### Brano da leggere
====

Questo abbozzo di autobiografia ha in sé ben poco di edificante e resta, piuttosto, come terribile monito per chiunque senta il demone della letteratura agitarsi nelle profondità della propria anima. Queste pagine di Virginia Woolf, infatti, al di là della sua biografia, per la quale non si può che provare una “appassionata e tremante affinità”, rinviano a una pluralità di questioni inquietanti: a cosa serve dannarsi alla ricerca di un senso, lasciarsi ferire dalla sua assenza, se poi non si dà nessuna resurrezione nella scrittura? perché sforzarsi di salvare quel che non può che perdersi per il solo fatto di esistere? a che scopo cercare un mondo più vero rispetto all’ovattato scorrere dei giorni, se la nostra vita è un passo sospeso sul nulla? perché rendersi sensibili all’orrore e al sublime, quando tanto più semplice sarebbe vivere nell’inconsapevolezza di tutto?

====

### Dati forniti

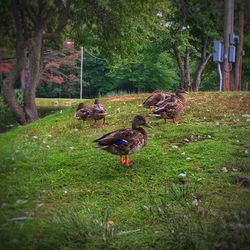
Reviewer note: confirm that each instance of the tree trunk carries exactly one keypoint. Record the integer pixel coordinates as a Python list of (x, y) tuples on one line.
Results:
[(238, 64), (187, 69), (180, 64), (9, 81), (197, 76), (227, 29), (34, 66)]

====

### Attività da svolgere
1. Nel brano, a chi appartengono le pagine di cui si parla?
2. Riscrivi, per favore, la parte del brano che comincia con "Questo abbozzo di" e prosegue fino a "nell’inconsapevolezza di tutto?", cambiando "monito" in "avvertimento".

### Risposte all'esercizio
1. Appartengono a Virginia Woolf.

2.
Questo abbozzo di autobiografia ha in sé ben poco di edificante e resta, piuttosto, come terribile avvertimento per chiunque senta il demone della letteratura agitarsi nelle profondità della propria anima. Queste pagine di Virginia Woolf, infatti, al di là della sua biografia, per la quale non si può che provare una “appassionata e tremante affinità”, rinviano a una pluralità di questioni inquietanti: a cosa serve dannarsi alla ricerca di un senso, lasciarsi ferire dalla sua assenza, se poi non si dà nessuna resurrezione nella scrittura? perché sforzarsi di salvare quel che non può che perdersi per il solo fatto di esistere? a che scopo cercare un mondo più vero rispetto all’ovattato scorrere dei giorni, se la nostra vita è un passo sospeso sul nulla? perché rendersi sensibili all’orrore e al sublime, quando tanto più semplice sarebbe vivere nell’inconsapevolezza di tutto?